** Begin EXERCISE MATERIALS **

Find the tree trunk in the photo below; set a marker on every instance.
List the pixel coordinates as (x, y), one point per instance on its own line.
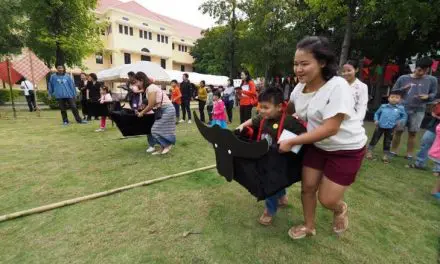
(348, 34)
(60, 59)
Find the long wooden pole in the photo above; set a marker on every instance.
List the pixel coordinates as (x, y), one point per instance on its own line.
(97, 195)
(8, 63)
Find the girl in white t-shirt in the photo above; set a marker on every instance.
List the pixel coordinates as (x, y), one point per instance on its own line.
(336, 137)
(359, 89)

** End EXERCISE MATERIALS **

Rewrite the listing above as a numbered list with one line per item, skipping any blank lines. Leave the picture out.

1. Find the tree trunk in the photo below; set a marker on every instance.
2. List the pixel coordinates as (x, y), one point per instance on its own line.
3. (348, 34)
4. (60, 59)
5. Find the long wooden pole in the photo above; set a marker on every instance.
6. List the pixel coordinates as (x, y), one point per instance on its own line.
7. (97, 195)
8. (8, 63)
9. Find the girl in white t-shirt in the photo above; set a marker on every instance.
10. List the pixel coordinates as (x, y), one point per instance on its own line.
11. (336, 137)
12. (359, 89)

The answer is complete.